Consegna e requisiti:
Riscrivi tutti i record sostituendo ogni occorrenza di "BBoxPredictor" con "BoxLocator" e lascia invariato tutto il resto.

Materiale del compito:
• • • • •

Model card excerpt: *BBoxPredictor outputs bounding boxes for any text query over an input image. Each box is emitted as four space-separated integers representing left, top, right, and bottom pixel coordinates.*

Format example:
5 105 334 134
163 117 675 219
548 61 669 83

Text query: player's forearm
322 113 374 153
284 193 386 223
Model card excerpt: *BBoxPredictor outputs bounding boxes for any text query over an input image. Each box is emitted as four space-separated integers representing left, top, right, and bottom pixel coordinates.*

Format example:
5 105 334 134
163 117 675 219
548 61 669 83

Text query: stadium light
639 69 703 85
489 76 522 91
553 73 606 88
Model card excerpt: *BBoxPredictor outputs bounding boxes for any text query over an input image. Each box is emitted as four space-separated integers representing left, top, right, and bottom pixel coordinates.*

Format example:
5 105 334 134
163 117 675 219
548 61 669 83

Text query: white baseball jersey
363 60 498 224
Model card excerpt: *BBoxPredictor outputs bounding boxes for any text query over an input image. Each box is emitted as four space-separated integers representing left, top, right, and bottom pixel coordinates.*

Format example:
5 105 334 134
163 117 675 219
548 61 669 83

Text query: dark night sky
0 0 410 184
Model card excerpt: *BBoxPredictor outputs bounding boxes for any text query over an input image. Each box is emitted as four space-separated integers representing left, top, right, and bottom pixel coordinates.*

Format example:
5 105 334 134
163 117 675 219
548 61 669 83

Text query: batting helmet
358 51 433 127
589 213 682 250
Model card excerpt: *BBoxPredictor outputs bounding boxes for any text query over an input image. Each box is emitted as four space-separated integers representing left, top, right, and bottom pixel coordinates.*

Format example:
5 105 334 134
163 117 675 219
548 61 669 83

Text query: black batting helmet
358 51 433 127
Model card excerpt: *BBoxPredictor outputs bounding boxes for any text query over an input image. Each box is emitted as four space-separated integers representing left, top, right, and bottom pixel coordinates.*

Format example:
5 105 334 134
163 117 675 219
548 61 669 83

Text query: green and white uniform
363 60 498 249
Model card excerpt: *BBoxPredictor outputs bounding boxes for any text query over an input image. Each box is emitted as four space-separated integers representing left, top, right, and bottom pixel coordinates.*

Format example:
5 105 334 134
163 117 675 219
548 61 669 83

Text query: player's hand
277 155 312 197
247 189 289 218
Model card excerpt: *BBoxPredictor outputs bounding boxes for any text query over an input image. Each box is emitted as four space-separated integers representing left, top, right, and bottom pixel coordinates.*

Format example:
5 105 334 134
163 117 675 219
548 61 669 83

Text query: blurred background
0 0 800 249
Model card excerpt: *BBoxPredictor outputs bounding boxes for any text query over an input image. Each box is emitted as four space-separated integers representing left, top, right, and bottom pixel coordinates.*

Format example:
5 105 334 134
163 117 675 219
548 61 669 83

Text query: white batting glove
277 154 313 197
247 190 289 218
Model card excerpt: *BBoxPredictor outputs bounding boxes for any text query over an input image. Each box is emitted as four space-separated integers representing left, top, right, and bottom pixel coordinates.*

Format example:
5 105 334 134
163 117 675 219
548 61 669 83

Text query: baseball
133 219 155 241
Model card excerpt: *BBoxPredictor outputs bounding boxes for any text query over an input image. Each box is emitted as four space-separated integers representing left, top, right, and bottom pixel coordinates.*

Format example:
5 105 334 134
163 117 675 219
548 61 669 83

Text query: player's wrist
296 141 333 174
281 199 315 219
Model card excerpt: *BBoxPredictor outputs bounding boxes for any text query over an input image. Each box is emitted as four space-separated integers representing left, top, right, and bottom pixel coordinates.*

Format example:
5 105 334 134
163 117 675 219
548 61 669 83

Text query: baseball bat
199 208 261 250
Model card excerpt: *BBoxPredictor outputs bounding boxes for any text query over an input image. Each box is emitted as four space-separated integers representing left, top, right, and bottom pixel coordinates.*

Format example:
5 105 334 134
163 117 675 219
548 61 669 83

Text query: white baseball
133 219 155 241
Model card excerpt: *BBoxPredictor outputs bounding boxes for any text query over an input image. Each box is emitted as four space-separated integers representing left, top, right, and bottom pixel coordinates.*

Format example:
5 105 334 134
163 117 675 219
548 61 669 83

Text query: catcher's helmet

• • • • •

Soluzione del compito:
Model card excerpt: *BoxLocator outputs bounding boxes for any text query over an input image. Each box is emitted as four space-separated integers representing left, top, right, and bottom pixel coordinates.*

Format example:
5 105 334 134
163 117 675 219
548 61 669 83

Text query: player's forearm
322 113 374 153
284 193 386 223
Model card excerpt: *BoxLocator outputs bounding boxes for any text query over an input image. Each box is emitted as four space-separated integers representing left, top, right, and bottom pixel coordinates.*

Format example:
5 105 334 134
163 117 675 219
548 61 669 83

Text query: stadium light
639 69 703 85
489 76 522 91
553 73 606 88
Model card excerpt: *BoxLocator outputs bounding boxes for any text query over an input image. Each box is emitted as four space-separated integers representing left, top, right, and bottom pixel coordinates.*

Format example:
5 105 334 134
163 117 675 219
548 61 669 83

Text query: white baseball jersey
363 60 498 224
Model card excerpt: *BoxLocator outputs bounding boxes for any text query over an input image. Each box is emitted as four space-separated integers representing left, top, right, and bottom pixel coordinates.*

Format example:
5 105 334 134
163 117 675 219
548 61 669 83

Text query: dark night sky
0 0 410 184
Model card excerpt: *BoxLocator outputs bounding boxes for any text query over an input image. Each box is emitted as four space-separated integers representing left, top, right, and bottom pixel coordinates.*

Format example:
5 105 334 134
163 117 675 219
548 61 669 83

Text query: batting helmet
358 51 433 127
589 213 682 250
Model card excerpt: *BoxLocator outputs bounding boxes for any text query over an input image. Each box is emitted as four space-separated integers representing left, top, right, and bottom pixel coordinates.*

Format example:
5 105 334 134
163 117 675 219
548 61 669 83

Text query: black batting helmet
358 51 433 127
Model card excerpt: *BoxLocator outputs bounding boxes for any text query over an input image. Each box is emitted as four space-separated integers representing left, top, right, and bottom pixel coordinates.*

Format example:
5 105 334 134
163 117 675 219
548 61 669 83

Text query: green and white uniform
363 60 498 249
Model card excerpt: *BoxLocator outputs bounding boxes for any text query over an input image. Each box is emitted as four space-separated integers representing left, top, right, and bottom pixel coordinates.*

Format example:
5 105 334 134
163 117 675 219
548 61 669 83

Text query: player's hand
277 155 312 197
247 189 289 218
Model card excerpt: *BoxLocator outputs bounding boxes for any text query over an input image. Each box is emitted as four space-separated integers representing left, top, right, and bottom pixel coordinates.*

Format example:
5 105 334 134
163 117 675 219
548 61 669 83

Text query: blurred background
0 0 800 249
Model card excerpt: *BoxLocator outputs bounding boxes for any text query over an input image. Each box is emitted as four space-separated integers representing left, top, right, and bottom pixel coordinates.*

Format example:
5 105 334 134
163 117 675 219
548 61 669 83

Text query: white batting glove
277 154 313 197
247 190 289 218
Model card excerpt: *BoxLocator outputs bounding boxes for any text query over an input image. Each box is emitted as four space-separated integers representing left, top, right, and bottom pixel coordinates.*

Format example:
5 105 334 134
163 117 675 219
548 61 669 83

Text query: baseball
133 219 155 241
Model card excerpt: *BoxLocator outputs bounding boxes for any text query over an input image. Each box is emitted as four space-separated integers representing left, top, right, and bottom pixel coordinates.*

Format example:
5 105 334 134
163 117 675 219
548 61 669 83

Text query: player's wrist
296 141 333 174
281 199 315 219
Model card excerpt: *BoxLocator outputs bounding boxes for any text query over an input image. Each box is emitted as four space-separated integers representing left, top, right, and bottom pixel coordinates.*

Format example:
5 105 334 134
163 117 675 219
548 61 669 83

Text query: baseball bat
199 208 261 250
Model card excerpt: *BoxLocator outputs bounding boxes for any text query over an input image. Each box is emitted as four space-separated integers representing left, top, right, and bottom pixel coordinates.*

Format example:
5 105 334 134
163 117 675 219
548 61 669 83

Text query: white baseball
133 219 155 241
Model card excerpt: *BoxLocator outputs bounding boxes for any text query over an input image. Each box is emitted as four space-separated integers representing left, top, right, and bottom pixel coordinates.*

Format example:
5 105 334 134
163 117 675 219
548 61 669 83

Text query: catcher's helmet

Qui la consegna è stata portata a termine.